### [What you have to do]
Please show every line of the records below that contains the word "people", copying each one in full.
::::::::::
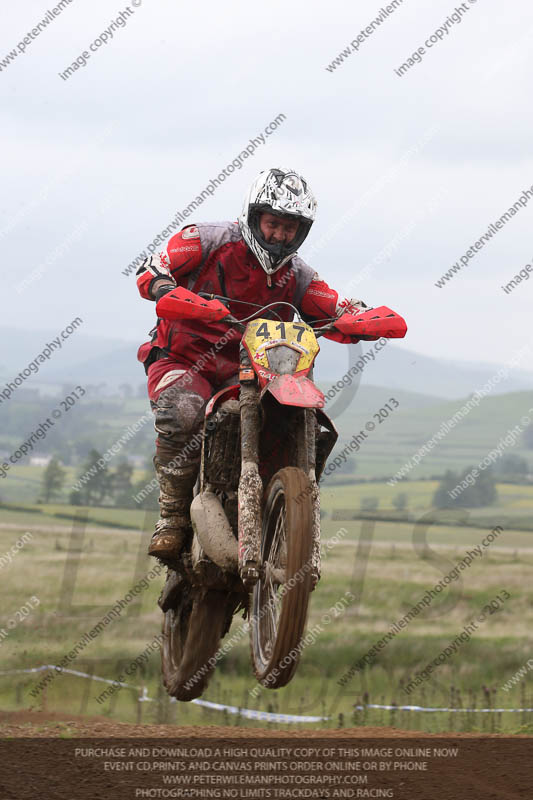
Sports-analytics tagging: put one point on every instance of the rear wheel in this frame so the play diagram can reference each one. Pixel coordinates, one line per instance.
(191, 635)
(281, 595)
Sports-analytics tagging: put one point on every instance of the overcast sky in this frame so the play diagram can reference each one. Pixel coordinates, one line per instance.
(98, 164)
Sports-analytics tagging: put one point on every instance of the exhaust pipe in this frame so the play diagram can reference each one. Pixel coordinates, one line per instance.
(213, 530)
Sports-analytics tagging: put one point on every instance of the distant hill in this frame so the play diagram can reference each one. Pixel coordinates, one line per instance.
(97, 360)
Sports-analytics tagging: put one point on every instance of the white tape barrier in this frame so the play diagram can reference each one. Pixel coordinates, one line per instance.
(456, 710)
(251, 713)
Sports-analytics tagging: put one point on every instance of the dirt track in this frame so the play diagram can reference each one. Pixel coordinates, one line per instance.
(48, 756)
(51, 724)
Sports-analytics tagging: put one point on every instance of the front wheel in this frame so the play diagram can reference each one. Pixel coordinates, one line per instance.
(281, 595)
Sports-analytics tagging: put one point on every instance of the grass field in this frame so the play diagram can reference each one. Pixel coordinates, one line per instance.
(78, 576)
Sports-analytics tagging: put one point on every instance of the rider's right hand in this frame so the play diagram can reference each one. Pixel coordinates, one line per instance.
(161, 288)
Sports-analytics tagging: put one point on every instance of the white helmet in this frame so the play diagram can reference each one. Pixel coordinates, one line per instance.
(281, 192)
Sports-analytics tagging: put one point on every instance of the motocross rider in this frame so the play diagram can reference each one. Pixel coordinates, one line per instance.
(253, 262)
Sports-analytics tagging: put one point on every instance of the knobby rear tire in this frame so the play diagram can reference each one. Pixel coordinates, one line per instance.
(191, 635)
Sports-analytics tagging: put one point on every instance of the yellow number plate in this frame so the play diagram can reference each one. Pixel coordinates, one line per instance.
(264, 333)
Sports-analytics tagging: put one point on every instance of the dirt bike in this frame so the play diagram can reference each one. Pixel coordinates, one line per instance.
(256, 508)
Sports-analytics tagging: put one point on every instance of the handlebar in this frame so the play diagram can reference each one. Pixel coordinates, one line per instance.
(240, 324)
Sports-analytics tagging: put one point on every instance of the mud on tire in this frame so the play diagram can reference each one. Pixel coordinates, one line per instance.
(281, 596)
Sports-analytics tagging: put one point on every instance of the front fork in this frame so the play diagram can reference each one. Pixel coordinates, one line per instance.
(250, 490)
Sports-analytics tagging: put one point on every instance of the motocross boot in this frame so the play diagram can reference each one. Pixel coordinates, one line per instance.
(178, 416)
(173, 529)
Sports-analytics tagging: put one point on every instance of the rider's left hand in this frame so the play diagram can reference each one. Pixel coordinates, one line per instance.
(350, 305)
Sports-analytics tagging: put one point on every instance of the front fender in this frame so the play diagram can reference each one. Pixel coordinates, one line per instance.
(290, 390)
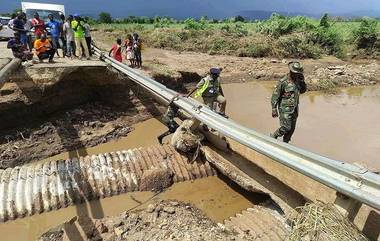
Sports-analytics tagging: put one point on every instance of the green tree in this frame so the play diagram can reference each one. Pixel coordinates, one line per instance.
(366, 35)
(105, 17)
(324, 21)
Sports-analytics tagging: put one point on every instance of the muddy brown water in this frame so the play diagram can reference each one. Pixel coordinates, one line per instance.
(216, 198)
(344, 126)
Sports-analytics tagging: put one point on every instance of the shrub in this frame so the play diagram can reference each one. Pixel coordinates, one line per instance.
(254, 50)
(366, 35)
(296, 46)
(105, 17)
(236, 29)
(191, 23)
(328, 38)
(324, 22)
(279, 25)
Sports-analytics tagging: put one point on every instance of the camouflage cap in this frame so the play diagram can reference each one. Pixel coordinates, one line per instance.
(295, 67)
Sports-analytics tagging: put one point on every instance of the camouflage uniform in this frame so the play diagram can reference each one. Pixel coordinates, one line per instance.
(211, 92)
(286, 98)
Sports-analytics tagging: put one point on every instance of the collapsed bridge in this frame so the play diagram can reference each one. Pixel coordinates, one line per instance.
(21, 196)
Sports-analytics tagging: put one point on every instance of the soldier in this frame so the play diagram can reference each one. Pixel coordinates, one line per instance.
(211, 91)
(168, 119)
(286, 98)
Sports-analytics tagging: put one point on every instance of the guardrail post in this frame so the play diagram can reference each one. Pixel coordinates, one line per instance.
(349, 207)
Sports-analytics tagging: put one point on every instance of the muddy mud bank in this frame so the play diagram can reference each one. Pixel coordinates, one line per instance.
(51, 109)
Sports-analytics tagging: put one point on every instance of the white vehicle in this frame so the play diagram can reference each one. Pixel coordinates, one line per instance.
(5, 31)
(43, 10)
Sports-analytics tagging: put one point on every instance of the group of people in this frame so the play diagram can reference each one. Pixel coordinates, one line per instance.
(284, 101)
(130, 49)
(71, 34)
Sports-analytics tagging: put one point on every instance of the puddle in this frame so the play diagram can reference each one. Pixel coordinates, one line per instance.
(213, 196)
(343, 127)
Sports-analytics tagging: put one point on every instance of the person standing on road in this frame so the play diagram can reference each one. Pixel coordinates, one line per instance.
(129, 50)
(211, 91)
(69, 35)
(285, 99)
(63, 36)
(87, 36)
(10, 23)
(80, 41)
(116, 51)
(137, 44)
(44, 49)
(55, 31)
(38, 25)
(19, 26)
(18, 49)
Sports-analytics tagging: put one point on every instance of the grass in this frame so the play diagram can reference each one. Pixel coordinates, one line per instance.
::::::::::
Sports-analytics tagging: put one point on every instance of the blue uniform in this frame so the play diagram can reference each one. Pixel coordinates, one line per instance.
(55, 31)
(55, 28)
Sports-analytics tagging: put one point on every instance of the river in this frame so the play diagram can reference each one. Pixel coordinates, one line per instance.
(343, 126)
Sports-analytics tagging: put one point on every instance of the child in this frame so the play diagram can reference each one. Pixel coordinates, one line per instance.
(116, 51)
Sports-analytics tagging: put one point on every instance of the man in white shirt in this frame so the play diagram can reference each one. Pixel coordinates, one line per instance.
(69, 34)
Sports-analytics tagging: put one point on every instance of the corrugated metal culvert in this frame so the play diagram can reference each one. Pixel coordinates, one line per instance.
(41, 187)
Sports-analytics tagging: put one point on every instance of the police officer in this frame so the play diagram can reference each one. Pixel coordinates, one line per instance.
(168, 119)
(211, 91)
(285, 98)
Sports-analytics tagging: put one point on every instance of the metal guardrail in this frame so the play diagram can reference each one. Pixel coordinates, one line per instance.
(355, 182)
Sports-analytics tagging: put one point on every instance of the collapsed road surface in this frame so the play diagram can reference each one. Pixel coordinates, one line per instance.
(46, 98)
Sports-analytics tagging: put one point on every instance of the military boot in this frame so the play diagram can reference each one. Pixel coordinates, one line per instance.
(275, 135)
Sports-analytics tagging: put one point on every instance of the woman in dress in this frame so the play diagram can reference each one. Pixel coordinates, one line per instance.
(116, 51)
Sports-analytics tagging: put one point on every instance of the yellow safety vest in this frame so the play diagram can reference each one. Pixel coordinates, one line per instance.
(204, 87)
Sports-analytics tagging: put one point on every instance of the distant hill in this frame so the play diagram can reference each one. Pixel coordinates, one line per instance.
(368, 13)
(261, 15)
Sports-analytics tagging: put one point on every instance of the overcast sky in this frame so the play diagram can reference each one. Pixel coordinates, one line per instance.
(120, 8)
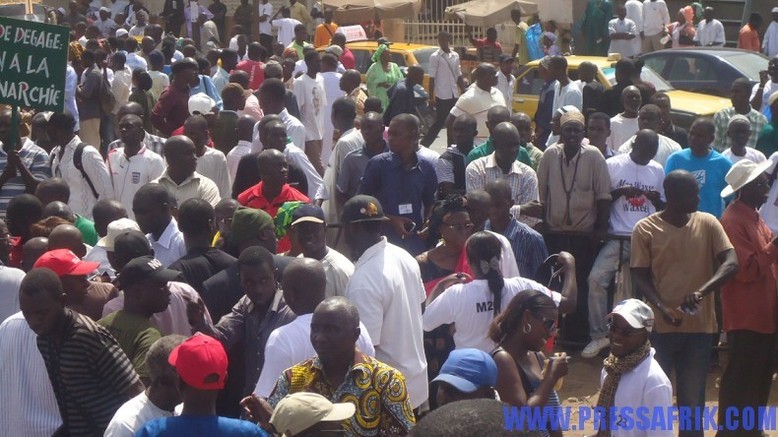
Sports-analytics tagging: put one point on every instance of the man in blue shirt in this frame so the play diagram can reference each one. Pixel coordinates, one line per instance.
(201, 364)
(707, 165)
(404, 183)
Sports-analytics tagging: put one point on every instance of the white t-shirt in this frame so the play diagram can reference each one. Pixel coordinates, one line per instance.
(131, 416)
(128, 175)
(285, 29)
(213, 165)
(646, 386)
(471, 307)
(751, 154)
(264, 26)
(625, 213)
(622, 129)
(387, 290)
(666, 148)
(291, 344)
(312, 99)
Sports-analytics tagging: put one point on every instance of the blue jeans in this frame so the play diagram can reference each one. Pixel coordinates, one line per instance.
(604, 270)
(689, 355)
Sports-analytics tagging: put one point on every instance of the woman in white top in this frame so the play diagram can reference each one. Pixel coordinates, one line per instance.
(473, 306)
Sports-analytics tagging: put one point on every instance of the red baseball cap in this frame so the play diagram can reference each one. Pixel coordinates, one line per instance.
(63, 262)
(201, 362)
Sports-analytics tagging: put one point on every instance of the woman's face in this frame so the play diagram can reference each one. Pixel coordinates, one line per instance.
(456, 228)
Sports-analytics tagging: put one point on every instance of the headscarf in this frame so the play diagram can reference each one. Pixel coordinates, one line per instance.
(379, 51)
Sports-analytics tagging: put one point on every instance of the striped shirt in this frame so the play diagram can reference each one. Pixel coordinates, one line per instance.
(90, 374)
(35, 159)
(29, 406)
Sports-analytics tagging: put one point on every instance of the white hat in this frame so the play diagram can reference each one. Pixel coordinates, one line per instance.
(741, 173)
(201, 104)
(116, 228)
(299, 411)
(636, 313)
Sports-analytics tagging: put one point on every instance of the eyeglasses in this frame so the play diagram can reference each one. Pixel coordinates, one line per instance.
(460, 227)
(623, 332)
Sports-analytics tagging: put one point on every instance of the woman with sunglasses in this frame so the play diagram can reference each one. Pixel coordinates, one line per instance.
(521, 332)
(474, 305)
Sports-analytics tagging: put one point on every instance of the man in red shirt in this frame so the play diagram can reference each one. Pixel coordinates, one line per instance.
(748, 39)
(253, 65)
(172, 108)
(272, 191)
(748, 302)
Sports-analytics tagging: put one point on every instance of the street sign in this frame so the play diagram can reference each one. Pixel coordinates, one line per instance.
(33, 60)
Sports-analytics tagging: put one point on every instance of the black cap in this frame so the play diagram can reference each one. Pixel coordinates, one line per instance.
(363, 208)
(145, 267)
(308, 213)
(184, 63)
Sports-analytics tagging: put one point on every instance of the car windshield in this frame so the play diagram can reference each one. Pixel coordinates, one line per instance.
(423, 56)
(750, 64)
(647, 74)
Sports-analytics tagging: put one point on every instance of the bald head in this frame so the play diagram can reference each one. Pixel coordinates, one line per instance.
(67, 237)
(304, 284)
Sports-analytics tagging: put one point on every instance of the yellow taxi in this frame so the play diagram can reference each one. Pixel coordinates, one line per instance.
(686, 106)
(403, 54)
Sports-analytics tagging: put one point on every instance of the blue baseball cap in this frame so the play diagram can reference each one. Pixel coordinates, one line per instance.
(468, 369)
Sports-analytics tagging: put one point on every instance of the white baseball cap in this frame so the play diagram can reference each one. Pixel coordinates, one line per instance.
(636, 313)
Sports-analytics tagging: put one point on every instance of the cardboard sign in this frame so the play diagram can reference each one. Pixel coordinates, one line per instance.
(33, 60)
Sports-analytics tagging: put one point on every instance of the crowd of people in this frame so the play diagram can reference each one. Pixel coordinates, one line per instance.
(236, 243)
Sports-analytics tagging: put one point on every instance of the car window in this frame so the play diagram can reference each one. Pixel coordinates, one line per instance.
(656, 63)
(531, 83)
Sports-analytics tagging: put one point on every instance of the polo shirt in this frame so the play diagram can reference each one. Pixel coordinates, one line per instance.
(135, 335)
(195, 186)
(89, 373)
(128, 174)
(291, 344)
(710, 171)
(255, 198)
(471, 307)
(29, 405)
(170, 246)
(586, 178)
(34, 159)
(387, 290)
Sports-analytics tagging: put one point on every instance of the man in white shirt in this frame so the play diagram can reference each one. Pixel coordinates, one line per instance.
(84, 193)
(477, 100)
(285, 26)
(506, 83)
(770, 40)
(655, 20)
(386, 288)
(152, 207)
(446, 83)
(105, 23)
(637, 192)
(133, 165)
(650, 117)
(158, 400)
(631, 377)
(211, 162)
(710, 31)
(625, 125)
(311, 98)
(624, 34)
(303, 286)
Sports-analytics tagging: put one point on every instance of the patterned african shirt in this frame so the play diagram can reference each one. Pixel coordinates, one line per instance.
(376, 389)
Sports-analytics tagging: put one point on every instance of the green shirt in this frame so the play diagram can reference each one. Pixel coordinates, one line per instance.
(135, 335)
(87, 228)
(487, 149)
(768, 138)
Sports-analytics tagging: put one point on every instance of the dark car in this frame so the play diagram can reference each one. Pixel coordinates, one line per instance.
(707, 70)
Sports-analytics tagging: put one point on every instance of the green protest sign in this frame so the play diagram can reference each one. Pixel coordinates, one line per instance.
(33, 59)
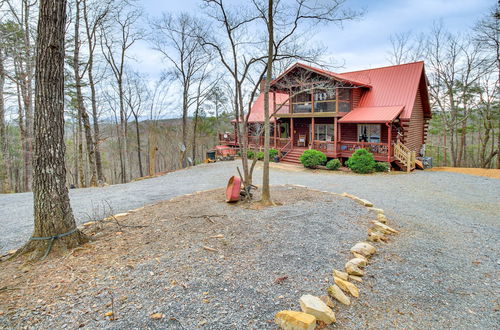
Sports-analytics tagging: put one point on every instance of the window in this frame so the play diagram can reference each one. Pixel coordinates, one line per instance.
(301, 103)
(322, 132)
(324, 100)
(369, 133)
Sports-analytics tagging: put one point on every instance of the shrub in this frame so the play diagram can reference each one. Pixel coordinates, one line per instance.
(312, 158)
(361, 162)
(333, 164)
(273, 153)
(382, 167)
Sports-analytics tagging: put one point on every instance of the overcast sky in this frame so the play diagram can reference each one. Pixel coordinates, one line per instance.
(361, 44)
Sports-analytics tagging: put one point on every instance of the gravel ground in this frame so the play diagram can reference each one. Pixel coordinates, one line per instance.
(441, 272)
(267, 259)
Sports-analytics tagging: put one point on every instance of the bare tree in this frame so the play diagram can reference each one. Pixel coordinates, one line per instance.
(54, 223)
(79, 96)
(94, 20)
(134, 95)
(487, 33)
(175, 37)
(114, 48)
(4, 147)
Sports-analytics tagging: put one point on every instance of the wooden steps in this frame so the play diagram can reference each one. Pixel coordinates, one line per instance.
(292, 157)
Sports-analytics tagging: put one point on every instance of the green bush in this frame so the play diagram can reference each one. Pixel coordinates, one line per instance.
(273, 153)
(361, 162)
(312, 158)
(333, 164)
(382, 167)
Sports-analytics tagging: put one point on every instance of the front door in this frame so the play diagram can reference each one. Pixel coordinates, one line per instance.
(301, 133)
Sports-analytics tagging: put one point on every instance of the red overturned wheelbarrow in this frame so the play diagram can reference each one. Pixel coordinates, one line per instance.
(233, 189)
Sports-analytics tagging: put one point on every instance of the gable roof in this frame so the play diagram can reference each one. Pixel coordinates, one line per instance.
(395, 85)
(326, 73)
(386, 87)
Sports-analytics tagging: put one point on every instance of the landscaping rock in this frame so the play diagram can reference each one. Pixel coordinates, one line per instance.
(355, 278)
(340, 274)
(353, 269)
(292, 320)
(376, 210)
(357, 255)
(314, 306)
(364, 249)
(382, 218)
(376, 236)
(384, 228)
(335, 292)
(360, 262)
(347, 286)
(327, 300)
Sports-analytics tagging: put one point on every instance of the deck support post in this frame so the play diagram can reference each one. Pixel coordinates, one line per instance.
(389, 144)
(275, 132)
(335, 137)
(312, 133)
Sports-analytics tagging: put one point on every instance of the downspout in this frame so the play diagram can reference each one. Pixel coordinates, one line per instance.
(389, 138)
::::::::::
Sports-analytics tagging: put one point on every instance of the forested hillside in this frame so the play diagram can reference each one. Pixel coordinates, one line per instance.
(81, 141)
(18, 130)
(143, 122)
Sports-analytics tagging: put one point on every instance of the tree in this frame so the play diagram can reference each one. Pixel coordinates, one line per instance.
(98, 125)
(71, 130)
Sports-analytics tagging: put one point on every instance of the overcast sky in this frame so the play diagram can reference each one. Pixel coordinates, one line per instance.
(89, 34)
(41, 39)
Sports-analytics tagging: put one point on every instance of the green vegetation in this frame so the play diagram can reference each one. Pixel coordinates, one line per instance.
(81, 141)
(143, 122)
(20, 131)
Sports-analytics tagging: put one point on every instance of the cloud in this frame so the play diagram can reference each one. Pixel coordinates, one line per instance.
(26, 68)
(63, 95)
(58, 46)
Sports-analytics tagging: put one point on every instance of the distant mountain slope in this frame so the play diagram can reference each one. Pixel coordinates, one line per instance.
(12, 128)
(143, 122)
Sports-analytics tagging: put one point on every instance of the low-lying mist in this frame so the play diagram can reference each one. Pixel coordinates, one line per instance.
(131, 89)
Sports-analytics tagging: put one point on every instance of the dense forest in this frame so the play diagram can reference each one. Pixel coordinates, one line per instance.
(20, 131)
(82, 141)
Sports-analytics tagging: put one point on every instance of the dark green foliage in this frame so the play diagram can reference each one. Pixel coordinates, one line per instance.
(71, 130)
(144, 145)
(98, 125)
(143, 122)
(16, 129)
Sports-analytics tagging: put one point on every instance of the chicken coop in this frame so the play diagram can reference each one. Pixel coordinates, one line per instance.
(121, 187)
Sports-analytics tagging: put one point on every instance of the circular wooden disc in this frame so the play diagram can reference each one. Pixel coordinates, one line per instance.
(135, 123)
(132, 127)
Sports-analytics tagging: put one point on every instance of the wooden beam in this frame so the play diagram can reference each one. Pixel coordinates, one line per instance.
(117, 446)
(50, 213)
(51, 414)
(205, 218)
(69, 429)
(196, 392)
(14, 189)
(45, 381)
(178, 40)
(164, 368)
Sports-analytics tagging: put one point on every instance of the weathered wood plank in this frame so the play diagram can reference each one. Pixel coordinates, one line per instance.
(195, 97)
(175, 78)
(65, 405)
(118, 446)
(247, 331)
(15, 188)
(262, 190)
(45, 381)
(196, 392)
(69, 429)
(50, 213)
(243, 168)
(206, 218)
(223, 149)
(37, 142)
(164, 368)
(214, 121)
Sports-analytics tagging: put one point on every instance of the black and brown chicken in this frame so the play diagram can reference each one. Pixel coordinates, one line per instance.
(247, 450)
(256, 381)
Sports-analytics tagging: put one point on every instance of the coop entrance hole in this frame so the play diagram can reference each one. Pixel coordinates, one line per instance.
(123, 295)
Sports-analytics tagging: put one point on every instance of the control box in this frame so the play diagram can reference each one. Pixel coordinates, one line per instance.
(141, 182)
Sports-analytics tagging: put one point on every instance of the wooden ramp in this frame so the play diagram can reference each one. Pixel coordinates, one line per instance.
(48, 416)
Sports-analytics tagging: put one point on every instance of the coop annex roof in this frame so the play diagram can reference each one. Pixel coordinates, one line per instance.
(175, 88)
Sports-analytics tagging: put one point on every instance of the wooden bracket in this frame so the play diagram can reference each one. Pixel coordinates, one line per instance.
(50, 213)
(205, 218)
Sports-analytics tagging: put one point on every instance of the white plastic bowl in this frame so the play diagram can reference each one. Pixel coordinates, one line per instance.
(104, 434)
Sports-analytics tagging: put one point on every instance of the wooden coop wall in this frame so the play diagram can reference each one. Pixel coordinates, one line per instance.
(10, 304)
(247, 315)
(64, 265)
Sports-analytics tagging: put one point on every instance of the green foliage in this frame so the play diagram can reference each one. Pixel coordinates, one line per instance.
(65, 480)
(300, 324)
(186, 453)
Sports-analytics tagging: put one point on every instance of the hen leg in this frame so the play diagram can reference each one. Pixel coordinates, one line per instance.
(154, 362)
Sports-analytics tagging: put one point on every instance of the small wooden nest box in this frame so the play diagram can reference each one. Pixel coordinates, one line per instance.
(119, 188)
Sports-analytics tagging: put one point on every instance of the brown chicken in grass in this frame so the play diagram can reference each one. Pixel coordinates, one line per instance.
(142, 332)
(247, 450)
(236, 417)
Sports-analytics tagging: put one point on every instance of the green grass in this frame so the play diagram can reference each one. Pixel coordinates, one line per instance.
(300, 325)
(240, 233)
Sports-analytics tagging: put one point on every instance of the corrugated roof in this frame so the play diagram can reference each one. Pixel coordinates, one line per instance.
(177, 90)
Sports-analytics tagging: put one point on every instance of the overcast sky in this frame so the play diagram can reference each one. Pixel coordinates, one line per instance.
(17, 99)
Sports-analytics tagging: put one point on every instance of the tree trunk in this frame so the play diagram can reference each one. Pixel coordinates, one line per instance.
::::::::::
### [Solution to this task]
Sports-analytics tagging: put one point on every instance of the group of people in this frame so the play diagram can reference each one. Pixel coordinates, one line per instance.
Sports-analytics tagging: put one point on every instance of the crowd of people in this frame so the play diagram can reference each one. Pixel coordinates, one line per instance.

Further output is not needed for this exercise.